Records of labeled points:

-------------------------

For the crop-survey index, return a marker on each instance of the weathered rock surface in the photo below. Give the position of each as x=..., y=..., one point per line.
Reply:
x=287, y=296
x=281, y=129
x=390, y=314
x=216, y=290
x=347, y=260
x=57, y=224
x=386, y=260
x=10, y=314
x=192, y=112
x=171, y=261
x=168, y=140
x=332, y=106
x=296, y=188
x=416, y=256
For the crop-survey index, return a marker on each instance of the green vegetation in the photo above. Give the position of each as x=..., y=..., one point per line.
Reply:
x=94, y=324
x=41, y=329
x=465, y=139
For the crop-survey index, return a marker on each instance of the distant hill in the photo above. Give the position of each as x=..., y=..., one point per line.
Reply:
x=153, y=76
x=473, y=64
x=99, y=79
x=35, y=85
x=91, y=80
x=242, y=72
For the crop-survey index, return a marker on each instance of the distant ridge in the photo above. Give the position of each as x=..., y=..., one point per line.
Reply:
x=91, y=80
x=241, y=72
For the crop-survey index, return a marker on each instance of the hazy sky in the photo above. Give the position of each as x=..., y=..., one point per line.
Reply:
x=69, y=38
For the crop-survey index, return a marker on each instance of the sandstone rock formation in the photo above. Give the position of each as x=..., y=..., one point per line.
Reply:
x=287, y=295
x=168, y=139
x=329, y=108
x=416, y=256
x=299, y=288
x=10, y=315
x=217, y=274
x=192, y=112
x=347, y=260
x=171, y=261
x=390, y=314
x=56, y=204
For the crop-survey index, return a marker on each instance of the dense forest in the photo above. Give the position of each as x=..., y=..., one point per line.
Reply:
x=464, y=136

-------------------------

What is expected: Copy the rows word for word, beginning at the line that contains "of the dense" and continuing through the last line of the rows.

Solution to this task:
For the crop-survey index, return a marker on each instance of the dense forest in the photo above. Give the position of each as x=..., y=..., one point per line.
Reply:
x=464, y=136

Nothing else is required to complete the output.